— Given exercise —
Identify every line of the material below that contains the string "fish", treating case as significant, and copy each such line in full.

— Provided material —
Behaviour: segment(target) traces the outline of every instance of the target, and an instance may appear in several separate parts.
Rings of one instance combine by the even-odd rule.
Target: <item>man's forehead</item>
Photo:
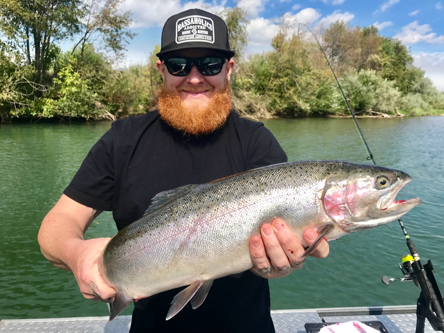
[[[165,54],[163,57],[183,57],[184,58],[200,58],[206,56],[223,57],[221,52],[210,48],[188,48],[171,51]]]

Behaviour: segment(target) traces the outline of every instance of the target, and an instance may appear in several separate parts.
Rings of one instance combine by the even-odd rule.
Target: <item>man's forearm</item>
[[[83,233],[73,217],[63,212],[52,211],[45,217],[39,231],[42,253],[57,267],[72,270],[75,249],[84,239]]]

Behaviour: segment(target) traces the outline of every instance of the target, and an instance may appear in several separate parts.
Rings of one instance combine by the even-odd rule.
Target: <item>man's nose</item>
[[[203,82],[204,80],[203,75],[199,71],[197,66],[194,64],[192,65],[191,70],[186,76],[186,80],[191,84],[196,86]]]

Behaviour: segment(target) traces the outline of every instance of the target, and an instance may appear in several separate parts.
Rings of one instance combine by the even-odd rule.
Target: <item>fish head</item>
[[[408,174],[379,166],[341,162],[330,167],[321,197],[325,213],[344,231],[358,231],[399,218],[421,202],[395,200],[412,180]]]

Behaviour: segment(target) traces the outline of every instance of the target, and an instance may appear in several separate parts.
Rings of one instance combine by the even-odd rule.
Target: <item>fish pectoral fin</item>
[[[177,314],[186,303],[190,301],[205,282],[205,281],[202,280],[194,282],[174,296],[171,302],[171,307],[170,308],[165,320],[170,319]]]
[[[317,228],[316,231],[319,233],[319,235],[317,236],[317,238],[315,240],[313,244],[309,246],[308,248],[305,250],[305,252],[301,255],[301,256],[297,259],[298,261],[305,259],[305,258],[314,252],[314,250],[316,248],[316,246],[317,245],[317,243],[319,243],[319,241],[324,238],[324,236],[327,234],[333,229],[334,227],[334,224],[332,222],[329,223],[322,224]]]
[[[122,312],[123,309],[129,305],[133,300],[131,297],[126,295],[120,293],[117,290],[115,293],[115,297],[112,305],[109,307],[111,314],[110,315],[109,321],[114,319],[119,314]]]
[[[193,309],[197,309],[202,305],[203,301],[206,298],[206,295],[208,294],[210,288],[213,284],[213,280],[209,280],[203,282],[198,290],[196,292],[194,295],[191,297],[190,302],[191,303],[191,307]]]

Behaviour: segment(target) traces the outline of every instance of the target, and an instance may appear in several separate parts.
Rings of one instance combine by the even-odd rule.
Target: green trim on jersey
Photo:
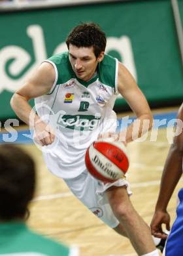
[[[99,81],[114,89],[116,61],[117,60],[111,56],[105,54],[103,60],[99,63],[98,67]]]
[[[103,61],[98,64],[97,74],[90,81],[86,82],[75,75],[69,58],[69,52],[59,53],[49,58],[56,66],[58,77],[56,84],[63,84],[72,78],[76,79],[80,83],[87,87],[99,79],[99,81],[115,90],[115,75],[116,60],[108,54],[105,54]]]
[[[21,222],[0,224],[0,255],[34,252],[49,256],[68,256],[70,251],[67,246],[31,231]]]
[[[57,67],[58,81],[56,84],[64,83],[71,78],[76,77],[69,59],[69,52],[54,55],[49,58],[48,60],[54,62]]]

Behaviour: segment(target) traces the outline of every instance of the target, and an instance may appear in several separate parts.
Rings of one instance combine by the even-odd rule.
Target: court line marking
[[[148,186],[158,185],[160,183],[160,181],[151,181],[144,182],[132,183],[130,184],[131,188],[141,188],[146,187]],[[73,194],[71,192],[53,194],[47,196],[40,196],[33,199],[32,202],[41,201],[41,200],[49,200],[51,199],[67,198],[70,196],[74,196]]]
[[[183,178],[180,179],[180,181],[183,181]],[[130,184],[130,187],[132,188],[138,188],[142,187],[146,187],[149,186],[159,185],[160,180],[158,181],[150,181],[144,182],[137,182]],[[50,200],[52,199],[69,198],[70,196],[75,196],[71,192],[66,192],[63,193],[53,194],[50,195],[40,196],[33,198],[31,202],[37,202],[41,200]]]

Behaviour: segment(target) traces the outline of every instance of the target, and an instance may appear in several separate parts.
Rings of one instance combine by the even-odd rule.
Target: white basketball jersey
[[[55,69],[56,79],[47,95],[35,99],[38,115],[55,130],[53,144],[43,147],[48,168],[56,175],[74,178],[86,169],[87,148],[99,134],[115,131],[112,111],[118,93],[118,62],[105,54],[97,75],[89,81],[75,74],[68,53],[45,60]]]

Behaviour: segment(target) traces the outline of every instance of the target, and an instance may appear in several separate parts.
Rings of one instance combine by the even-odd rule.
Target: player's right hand
[[[53,143],[55,135],[53,129],[42,121],[36,121],[34,126],[33,140],[41,146],[48,146]]]
[[[170,215],[167,211],[156,211],[150,224],[151,232],[157,238],[166,239],[167,234],[163,230],[163,224],[166,225],[167,230],[170,230]]]

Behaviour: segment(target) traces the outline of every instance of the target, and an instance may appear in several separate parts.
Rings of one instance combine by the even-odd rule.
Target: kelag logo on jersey
[[[82,98],[90,98],[90,93],[87,91],[85,91],[83,93],[83,94],[81,95]]]
[[[93,131],[97,127],[100,121],[99,115],[63,115],[59,114],[57,125],[78,131]]]
[[[72,103],[74,98],[74,93],[66,93],[65,95],[64,103]]]

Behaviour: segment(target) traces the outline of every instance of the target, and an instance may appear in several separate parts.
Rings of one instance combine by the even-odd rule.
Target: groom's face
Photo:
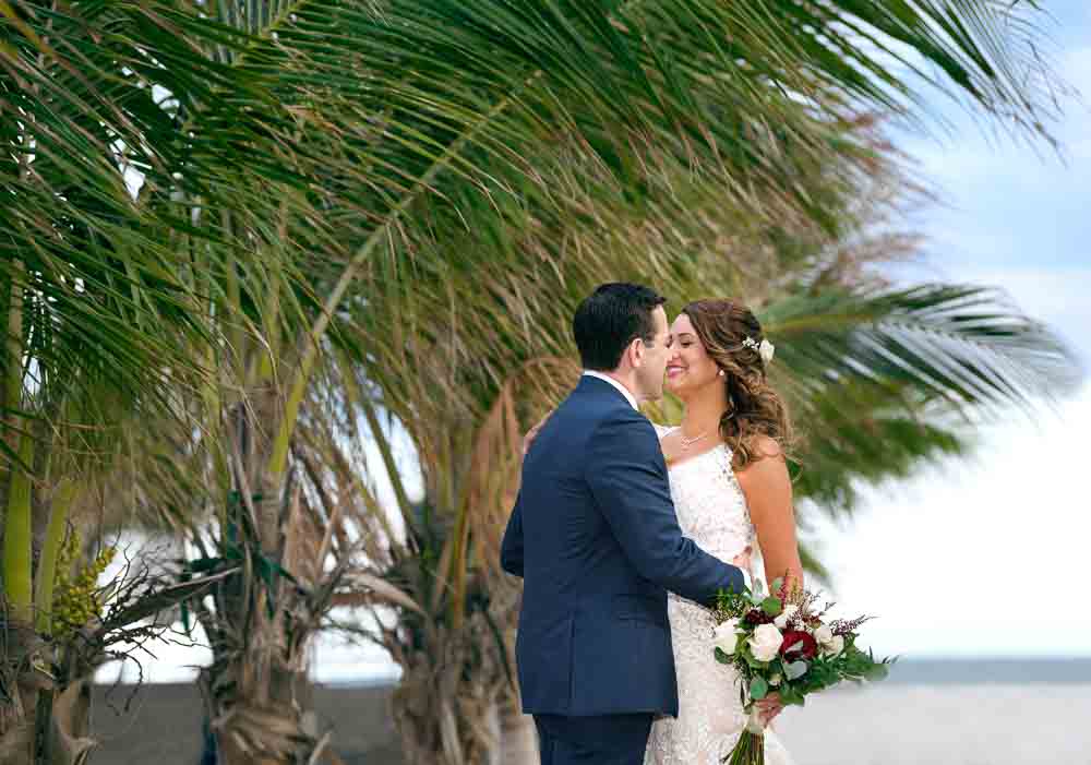
[[[670,326],[667,323],[667,311],[658,306],[651,313],[656,327],[656,336],[650,343],[644,344],[640,364],[636,369],[637,384],[644,401],[659,401],[663,397],[663,375],[667,372],[667,360],[670,358]]]

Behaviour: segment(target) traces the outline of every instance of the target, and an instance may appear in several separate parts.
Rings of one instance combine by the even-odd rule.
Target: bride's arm
[[[765,561],[766,582],[784,577],[789,591],[803,586],[803,563],[795,537],[792,481],[780,445],[770,438],[755,444],[755,458],[738,474],[746,497],[757,543]]]

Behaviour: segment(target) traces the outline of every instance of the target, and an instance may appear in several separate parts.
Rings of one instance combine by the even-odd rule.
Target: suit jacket
[[[678,716],[667,590],[711,603],[743,584],[682,536],[655,428],[590,376],[524,459],[501,564],[524,579],[523,709],[574,717]]]

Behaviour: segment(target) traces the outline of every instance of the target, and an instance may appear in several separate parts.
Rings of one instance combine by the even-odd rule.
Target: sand
[[[118,717],[97,690],[93,765],[197,765],[193,685],[145,686]],[[346,763],[399,765],[386,688],[316,701]],[[123,698],[116,693],[116,703]],[[1091,683],[889,684],[831,691],[777,724],[796,765],[1091,765]]]

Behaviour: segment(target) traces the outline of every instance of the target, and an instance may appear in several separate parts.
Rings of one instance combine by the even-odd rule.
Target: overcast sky
[[[1058,68],[1087,99],[1091,3],[1045,5],[1058,22]],[[1064,163],[986,140],[966,117],[956,124],[940,142],[900,142],[946,203],[920,216],[927,256],[904,274],[1003,287],[1091,367],[1091,111],[1068,106]],[[1091,609],[1077,606],[1091,540],[1089,439],[1086,383],[1055,413],[1014,414],[983,431],[969,463],[870,491],[851,526],[824,525],[835,595],[880,615],[866,627],[876,649],[1091,655]]]
[[[1091,3],[1046,4],[1057,20],[1058,68],[1091,97]],[[1091,110],[1068,106],[1062,162],[1041,147],[986,139],[972,119],[937,108],[954,120],[950,135],[899,138],[945,202],[918,217],[926,256],[899,274],[1003,287],[1091,368]],[[984,430],[969,462],[867,491],[850,525],[820,524],[815,538],[834,573],[832,595],[847,612],[879,617],[865,641],[907,658],[1091,655],[1082,594],[1089,438],[1086,383],[1055,411],[1012,414]],[[146,679],[191,677],[185,665],[208,657],[166,649],[160,659],[145,667]],[[320,680],[395,672],[377,649],[324,641],[319,650]],[[105,668],[101,677],[116,673]]]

— Response to this exercise —
Target: <item>fish head</item>
Target: <item>fish pectoral fin</item>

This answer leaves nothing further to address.